> _Extracted text_:

— begin —

True miscible displacement implies that injected and displaced phases mix in all proportions without forming interfaces or two phases. The single-phase condition also implies that the solvent eventually displaces all resident oil from the pore space that it invades. Although some fluids, such as propane, fulfill this definition, most solvents available for oilfield use form two distinct phases over a broad range of mixtures and pressures when combined with reservoir oils. However, when the same solvent displaces oil at reservoir temperature and above a suitably high pressure in a long, small-diameter (slim) sandpacked tube, a miscible-like displacement occurs. Slimtube experiments are designed to make the displacement essentially 1D with 100% volumetric sweep by the solvent front.

Fig. 4 shows a series of hypothetical slimtube experiments. In these experiments, the solvent displaces oil from the fully oil-saturated slimtube at several pressures. Oil recovery is shown after 1.2 pore volume (PV) of injection for each pressure. Oil recovery increases with pressure up to approximately 95 to 98% and then increases very little thereafter. The pressure at which the break in the recovery curve occurs is said to be the minimum miscibility pressure (MMP). If the displacements had been conducted at constant pressure and with increasing enrichment by components such as ethane, propane, and butane, the break over would have been at the minimum miscibility enrichment (MME). Above the MMP or MME, the displacement is said to be "multiple-contact" or "dynamically" miscible. The increasing recovery with pressure or solvent enrichment results from in-situ mass transfer of components between solvent and resident oil. Each pressure increase produces an equilibrium mixture that becomes compositionally similar at the MMP or MME. Methane, methane enriched with C2 –C4 hydrocarbons, CO2, N2, and flue solvent will all give compositionally enhanced displacements under the right conditions of pressure, temperature, and oil composition. The MMP or MME can be significantly different for each of these solvents.

— end —

> _Dataset excerpts_:
— begin —

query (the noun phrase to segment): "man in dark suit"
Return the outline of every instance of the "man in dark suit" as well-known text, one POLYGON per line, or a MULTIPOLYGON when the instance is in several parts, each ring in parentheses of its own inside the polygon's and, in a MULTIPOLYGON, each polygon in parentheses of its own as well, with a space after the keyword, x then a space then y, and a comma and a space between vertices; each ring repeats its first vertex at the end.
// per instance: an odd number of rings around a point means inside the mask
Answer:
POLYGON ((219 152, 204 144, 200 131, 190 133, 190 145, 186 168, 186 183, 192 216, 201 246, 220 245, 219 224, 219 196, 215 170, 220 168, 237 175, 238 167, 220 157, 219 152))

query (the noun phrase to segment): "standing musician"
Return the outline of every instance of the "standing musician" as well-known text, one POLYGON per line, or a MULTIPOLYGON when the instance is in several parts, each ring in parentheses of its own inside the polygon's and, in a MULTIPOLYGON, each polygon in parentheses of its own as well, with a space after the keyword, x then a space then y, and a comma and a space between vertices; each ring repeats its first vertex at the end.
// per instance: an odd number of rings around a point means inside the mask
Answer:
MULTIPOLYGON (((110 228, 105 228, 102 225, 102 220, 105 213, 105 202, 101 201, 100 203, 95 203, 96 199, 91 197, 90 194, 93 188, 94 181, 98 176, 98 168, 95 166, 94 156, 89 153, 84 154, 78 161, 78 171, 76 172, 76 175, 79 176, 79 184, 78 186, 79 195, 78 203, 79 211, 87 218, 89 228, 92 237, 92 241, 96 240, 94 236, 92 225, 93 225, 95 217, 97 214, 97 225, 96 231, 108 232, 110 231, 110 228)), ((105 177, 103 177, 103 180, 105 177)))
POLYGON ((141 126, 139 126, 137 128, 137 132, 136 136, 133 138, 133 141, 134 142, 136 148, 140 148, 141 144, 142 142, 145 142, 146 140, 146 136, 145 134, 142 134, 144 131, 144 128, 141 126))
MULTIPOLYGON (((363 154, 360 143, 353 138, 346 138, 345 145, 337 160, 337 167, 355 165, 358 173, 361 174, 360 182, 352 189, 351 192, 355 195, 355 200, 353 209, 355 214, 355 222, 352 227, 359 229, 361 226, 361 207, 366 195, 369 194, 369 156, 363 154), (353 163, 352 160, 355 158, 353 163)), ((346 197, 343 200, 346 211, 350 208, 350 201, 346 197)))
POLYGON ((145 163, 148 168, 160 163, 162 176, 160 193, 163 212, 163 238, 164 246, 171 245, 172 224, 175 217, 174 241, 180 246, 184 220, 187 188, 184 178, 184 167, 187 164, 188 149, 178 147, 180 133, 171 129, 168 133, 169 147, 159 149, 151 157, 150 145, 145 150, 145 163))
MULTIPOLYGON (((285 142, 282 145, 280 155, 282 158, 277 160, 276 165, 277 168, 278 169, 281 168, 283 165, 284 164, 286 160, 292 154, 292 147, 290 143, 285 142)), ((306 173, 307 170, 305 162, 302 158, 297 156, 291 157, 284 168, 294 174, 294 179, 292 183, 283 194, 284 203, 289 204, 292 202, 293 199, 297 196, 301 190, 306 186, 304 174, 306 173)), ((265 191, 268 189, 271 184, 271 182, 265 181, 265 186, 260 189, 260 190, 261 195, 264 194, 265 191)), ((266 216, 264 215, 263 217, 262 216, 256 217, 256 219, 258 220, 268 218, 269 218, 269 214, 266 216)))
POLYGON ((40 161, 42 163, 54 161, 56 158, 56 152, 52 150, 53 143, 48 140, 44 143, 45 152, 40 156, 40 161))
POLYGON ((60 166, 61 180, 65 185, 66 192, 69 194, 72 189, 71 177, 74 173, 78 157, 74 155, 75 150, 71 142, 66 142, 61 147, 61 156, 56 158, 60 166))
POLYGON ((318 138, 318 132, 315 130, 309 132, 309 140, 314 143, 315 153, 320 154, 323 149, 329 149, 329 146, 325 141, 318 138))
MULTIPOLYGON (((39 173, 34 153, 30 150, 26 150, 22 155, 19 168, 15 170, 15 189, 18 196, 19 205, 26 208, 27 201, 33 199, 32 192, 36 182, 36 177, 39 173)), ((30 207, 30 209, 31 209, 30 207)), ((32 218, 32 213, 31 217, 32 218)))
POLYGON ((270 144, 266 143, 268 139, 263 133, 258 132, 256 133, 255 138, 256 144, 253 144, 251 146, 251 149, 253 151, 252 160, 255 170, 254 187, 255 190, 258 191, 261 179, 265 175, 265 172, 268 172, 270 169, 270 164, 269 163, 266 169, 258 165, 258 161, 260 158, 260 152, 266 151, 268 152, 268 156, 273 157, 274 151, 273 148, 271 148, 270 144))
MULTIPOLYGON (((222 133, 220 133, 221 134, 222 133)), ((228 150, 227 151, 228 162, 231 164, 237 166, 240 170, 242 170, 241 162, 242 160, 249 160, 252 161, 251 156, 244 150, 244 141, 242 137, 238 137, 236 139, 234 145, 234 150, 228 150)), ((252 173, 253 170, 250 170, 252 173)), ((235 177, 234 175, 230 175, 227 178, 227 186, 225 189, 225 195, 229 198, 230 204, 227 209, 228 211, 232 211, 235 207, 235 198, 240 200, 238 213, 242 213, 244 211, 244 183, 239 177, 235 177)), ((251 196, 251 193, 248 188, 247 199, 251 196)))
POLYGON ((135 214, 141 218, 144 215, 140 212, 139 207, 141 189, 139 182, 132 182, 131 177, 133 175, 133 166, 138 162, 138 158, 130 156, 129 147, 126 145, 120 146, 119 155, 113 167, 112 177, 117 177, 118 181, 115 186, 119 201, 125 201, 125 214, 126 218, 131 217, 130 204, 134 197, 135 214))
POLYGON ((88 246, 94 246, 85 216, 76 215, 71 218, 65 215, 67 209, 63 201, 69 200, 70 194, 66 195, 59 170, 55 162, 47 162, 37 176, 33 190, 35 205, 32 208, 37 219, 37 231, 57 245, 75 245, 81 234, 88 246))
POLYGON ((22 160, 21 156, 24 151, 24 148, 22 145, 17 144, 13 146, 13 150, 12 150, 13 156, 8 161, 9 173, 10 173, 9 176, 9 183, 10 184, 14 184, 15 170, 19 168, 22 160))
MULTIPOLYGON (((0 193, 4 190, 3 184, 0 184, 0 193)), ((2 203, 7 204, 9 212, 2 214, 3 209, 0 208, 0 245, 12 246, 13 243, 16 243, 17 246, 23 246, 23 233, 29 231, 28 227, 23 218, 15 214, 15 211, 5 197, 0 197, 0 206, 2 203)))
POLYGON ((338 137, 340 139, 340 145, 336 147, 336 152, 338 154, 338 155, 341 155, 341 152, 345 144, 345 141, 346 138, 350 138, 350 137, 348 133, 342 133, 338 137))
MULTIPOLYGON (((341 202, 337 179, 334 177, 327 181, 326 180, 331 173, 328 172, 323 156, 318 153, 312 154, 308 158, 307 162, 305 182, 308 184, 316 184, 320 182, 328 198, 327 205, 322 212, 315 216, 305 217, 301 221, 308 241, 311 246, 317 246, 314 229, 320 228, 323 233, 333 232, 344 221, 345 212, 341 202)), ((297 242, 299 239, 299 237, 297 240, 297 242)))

— end —
— begin —

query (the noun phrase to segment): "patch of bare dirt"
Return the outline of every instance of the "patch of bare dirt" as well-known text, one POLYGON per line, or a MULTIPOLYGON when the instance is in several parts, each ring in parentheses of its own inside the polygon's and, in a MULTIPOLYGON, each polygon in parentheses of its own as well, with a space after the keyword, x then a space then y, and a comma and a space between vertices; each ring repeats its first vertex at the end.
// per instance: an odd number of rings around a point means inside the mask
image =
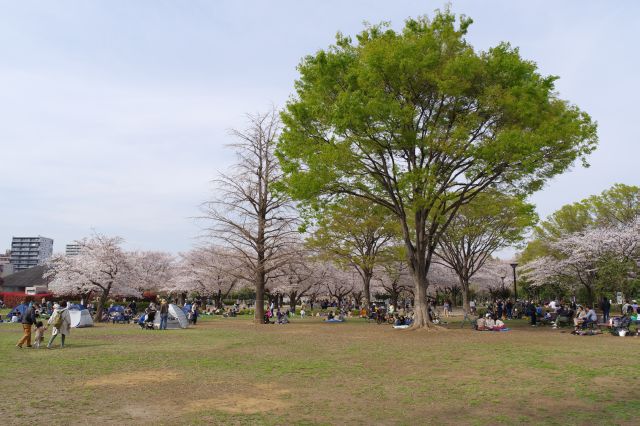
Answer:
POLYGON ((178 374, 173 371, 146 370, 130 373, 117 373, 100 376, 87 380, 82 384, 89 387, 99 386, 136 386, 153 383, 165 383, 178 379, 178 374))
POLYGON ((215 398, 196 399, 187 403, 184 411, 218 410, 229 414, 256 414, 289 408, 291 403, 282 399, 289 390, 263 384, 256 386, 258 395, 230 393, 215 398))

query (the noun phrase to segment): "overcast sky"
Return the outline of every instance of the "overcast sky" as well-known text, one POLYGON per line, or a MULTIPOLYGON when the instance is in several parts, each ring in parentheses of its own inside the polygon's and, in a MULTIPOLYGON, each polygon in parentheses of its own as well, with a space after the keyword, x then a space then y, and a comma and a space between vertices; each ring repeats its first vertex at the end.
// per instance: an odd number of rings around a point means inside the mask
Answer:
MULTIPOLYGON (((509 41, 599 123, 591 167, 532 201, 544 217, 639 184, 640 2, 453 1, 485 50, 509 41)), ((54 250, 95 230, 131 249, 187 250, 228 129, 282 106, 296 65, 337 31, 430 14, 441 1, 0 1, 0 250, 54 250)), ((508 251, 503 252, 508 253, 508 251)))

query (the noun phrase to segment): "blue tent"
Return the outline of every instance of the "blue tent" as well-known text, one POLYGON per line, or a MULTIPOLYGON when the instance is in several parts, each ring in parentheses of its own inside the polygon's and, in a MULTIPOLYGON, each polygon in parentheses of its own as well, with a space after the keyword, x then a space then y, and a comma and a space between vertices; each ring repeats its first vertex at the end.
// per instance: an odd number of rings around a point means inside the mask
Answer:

— end —

> _Tasks to complete_:
(1) Locate each line in the records that contains the string "query", matching case exactly, and copy those lines.
(2) Pick up the passage on miscible displacement and slimtube experiments where it ends, and write what comes next.

> _Task answers_:
(1)
query (the noun phrase to segment): "man in dark suit"
query (the noun phrase to segment): "standing musician"
query (the noun phrase to segment): "patch of bare dirt"
query (the noun phrase to segment): "overcast sky"
query (the noun phrase to segment): "blue tent"

(2)
A slimtube is not representative of the performance in reservoir rock because it does not account for the effects of factors such as gravity segregation and reservoir heterogeneity on volumetric sweep. Fig. 5 shows how ethane enrichment of methane affected oil recovery in an experiment conducted by Chang et al.[23] with live reservoir fluid in a 34.6-in.-long, relatively homogeneous Bentheimer sandstone core. The experimental conditions resulted in a single, gravity-overriding tongue of solvent in the core.[23] Oil recovery continued to increase from enrichment levels well below to well above the MME determined from slimtube displacements without evidencing a pronounced break over. In other words, compositional enhancement continued to increase recovery well above the slimtube MME for this gravity-dominated displacement.

Jerauld[24] reported a similar finding by use of a compositional reservoir simulation of a one-fourth nine-spot pattern element (Fig. 6). Recovery continued to increase from well below to well above the simulator-predicted MME of 0.65.

Overall industry experience

Fig. 7 shows how incremental ultimate recovery increased with total solvent slug size for a few projects for which these data were available in the literature. The interpretations given in this figure are the author’s and are not necessarily those of the project operators. Many of the projects represented in this figure are ongoing, and the ultimate incremental recovery is an estimate.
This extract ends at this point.